● **GIVEN TASK 1**
Duplicate the entries character for character, from the line containing "at the window" through the final line of the entries, inclusive.

● **QUOTED TEXT**
<<<<

# Recruitment for Greyhawk campaign



## Dozen

EDIT: WE'RE FULL. The party consists of a Wizard(support build, played by ENWorld's famous RUMBLETiGER), a Monk (defensive, played by Funkmaster Rick), an Artificer(a horde master by Serapheguin) and a Ranger(a headhunter played by one who calls himself... Rob) so far. iwantmantmyjetpack has been banned for unsavory behavior and his fighter is henceforward a minor NPC(I figured out most of the concept anyway).

I'm looking for 2-4, (kinda) first level PCs for a 3.5 campaign we'd play on the net. I wanted to start forever now, and finally, my other options exhausted, I rely on random recruitment and hope it doesn't bite me back in the nads. Please don't abuse my position

The plot will, barring a derail, will mostly play out in Brennethar County, Sunndi a few years after the Greyhawk Wars, revolving around a border incident with Glorvardum. Low combat, roleplaying is welcome.

I expect characters to have motivations and a decent backstory, which strongly influences how much cheese I let you get away with. Should it turn out  particularly good... I might let a little ECL, famously smelly character options, or an item outside your price range among your starting equipment here and there slide But only if justified!

>>>>

● **GIVEN TASK 2**
Reproduce the passage of the Greyhawk campaign recruitment post from "I'm looking for" to "only if justified!", substituting "background" for "backstory".

● **RECORDS TO PROCESS**
<<<<

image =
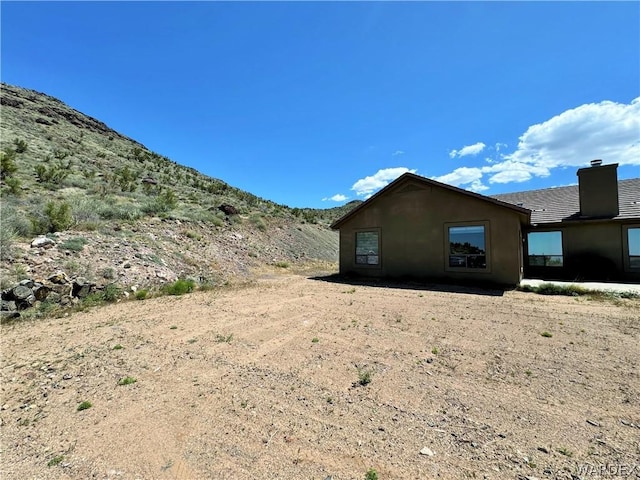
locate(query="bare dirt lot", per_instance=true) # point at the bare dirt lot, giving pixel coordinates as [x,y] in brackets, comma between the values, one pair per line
[269,380]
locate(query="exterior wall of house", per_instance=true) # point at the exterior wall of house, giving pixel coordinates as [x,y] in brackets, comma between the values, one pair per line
[413,219]
[592,250]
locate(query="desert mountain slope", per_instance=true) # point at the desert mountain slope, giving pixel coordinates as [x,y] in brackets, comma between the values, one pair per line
[118,212]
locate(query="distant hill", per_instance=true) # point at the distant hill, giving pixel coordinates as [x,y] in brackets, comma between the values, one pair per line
[63,171]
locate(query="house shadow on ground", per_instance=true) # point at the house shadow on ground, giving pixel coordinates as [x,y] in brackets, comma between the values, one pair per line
[415,284]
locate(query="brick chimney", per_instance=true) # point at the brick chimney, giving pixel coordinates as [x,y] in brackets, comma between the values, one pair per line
[598,185]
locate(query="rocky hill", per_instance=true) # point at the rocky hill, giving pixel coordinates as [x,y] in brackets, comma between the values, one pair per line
[82,199]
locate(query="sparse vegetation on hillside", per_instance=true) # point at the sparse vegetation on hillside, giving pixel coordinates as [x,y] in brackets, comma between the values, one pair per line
[146,219]
[48,147]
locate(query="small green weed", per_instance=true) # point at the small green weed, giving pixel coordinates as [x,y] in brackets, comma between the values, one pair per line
[111,292]
[127,381]
[84,406]
[565,451]
[142,294]
[364,377]
[55,461]
[180,287]
[193,235]
[75,244]
[224,338]
[371,474]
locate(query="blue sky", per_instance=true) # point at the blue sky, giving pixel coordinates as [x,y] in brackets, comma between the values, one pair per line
[313,104]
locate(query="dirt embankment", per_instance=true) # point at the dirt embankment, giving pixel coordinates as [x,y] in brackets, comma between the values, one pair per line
[292,377]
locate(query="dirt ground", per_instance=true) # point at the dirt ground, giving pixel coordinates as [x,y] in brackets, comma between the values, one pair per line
[266,381]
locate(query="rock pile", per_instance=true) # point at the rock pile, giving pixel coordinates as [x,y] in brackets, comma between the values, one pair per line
[57,288]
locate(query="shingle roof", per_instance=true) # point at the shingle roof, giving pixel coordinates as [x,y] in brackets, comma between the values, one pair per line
[553,205]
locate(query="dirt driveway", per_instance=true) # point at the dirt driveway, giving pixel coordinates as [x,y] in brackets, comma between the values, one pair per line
[297,378]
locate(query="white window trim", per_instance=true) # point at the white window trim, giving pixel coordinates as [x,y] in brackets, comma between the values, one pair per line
[355,248]
[625,248]
[561,245]
[487,246]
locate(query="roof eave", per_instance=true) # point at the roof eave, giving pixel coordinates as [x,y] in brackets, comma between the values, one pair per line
[405,176]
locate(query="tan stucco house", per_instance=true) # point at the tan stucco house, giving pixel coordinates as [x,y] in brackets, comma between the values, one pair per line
[419,228]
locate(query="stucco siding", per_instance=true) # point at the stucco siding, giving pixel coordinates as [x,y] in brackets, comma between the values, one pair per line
[412,222]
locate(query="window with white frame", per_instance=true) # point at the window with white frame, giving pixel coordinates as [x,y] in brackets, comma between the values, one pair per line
[545,249]
[633,243]
[368,248]
[467,247]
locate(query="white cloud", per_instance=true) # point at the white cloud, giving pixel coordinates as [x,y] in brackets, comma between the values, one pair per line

>>>>

● **CORRECT RESULT 1**
locate(query="window with white frame", per_instance=true) # point at the window with white frame, giving pixel coordinates as [x,y] in brackets, comma between the values, one pair per line
[545,249]
[633,243]
[368,248]
[467,247]
locate(query="white cloud", per_instance=true) # point at the white cloud, giving pixel coordinates as [x,y] in brackets, comma between the values, one pair per line

● **CORRECT RESULT 2**
I'm looking for 2-4, (kinda) first level PCs for a 3.5 campaign we'd play on the net. I wanted to start forever now, and finally, my other options exhausted, I rely on random recruitment and hope it doesn't bite me back in the nads. Please don't abuse my position

The plot will, barring a derail, will mostly play out in Brennethar County, Sunndi a few years after the Greyhawk Wars, revolving around a border incident with Glorvardum. Low combat, roleplaying is welcome.

I expect characters to have motivations and a decent background, which strongly influences how much cheese I let you get away with. Should it turn out  particularly good... I might let a little ECL, famously smelly character options, or an item outside your price range among your starting equipment here and there slide But only if justified!